- [Stated task]: Count the lines in the data below that contain the string "sleeve", and reply with the number only.

= = = =

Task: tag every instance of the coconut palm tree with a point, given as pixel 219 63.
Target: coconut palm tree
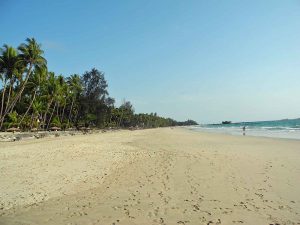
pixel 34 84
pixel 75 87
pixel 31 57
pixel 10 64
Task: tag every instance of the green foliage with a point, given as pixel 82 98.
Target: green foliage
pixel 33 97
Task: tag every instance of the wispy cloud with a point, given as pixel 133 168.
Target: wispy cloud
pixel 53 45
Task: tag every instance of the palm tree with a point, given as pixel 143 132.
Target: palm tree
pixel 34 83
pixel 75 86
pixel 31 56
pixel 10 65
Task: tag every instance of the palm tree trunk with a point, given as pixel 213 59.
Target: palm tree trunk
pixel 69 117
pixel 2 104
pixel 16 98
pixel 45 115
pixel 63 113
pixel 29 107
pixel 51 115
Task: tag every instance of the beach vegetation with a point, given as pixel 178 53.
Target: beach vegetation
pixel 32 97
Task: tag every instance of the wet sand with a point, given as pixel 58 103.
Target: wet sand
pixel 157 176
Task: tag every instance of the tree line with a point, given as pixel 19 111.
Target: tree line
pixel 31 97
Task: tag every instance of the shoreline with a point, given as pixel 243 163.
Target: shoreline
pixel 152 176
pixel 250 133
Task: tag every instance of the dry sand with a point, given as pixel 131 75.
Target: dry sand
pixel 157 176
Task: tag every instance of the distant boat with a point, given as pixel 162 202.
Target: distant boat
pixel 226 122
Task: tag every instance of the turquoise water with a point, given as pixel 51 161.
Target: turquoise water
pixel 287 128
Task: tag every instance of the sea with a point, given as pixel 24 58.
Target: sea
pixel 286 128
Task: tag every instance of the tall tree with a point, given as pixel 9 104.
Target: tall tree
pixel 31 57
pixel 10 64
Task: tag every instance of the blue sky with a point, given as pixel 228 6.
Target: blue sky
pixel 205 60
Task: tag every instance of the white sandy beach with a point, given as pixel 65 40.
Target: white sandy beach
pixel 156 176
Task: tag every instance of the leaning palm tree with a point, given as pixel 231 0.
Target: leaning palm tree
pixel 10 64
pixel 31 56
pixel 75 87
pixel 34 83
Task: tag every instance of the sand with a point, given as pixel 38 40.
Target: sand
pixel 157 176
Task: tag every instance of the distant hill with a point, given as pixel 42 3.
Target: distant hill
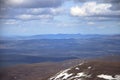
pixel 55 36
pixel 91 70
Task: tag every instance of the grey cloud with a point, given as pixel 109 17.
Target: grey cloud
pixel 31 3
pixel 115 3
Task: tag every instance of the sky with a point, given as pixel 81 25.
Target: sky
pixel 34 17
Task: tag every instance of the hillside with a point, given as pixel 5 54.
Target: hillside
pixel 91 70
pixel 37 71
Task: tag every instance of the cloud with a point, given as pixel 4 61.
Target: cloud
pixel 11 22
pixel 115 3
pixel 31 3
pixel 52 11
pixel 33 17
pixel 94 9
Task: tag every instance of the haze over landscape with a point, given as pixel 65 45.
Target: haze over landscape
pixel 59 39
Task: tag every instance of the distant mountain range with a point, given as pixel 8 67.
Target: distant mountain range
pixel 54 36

= = = =

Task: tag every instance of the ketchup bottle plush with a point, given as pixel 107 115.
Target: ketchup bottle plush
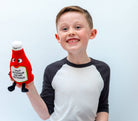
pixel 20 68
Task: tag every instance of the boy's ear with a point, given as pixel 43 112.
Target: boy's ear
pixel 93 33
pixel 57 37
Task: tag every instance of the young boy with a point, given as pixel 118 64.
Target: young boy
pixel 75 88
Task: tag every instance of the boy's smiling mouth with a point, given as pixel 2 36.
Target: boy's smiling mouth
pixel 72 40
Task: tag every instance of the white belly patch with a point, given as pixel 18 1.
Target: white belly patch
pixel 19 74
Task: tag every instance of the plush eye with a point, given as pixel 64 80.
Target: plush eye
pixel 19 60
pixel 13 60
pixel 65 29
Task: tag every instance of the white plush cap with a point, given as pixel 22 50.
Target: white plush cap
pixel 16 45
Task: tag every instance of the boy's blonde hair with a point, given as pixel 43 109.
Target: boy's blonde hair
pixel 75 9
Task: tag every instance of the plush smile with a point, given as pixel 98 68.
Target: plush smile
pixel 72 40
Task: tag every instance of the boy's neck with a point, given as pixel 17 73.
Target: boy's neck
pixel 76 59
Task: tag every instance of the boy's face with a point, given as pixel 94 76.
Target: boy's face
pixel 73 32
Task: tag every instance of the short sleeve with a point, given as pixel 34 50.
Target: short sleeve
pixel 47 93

= = = =

- [Solution for this exercise]: 2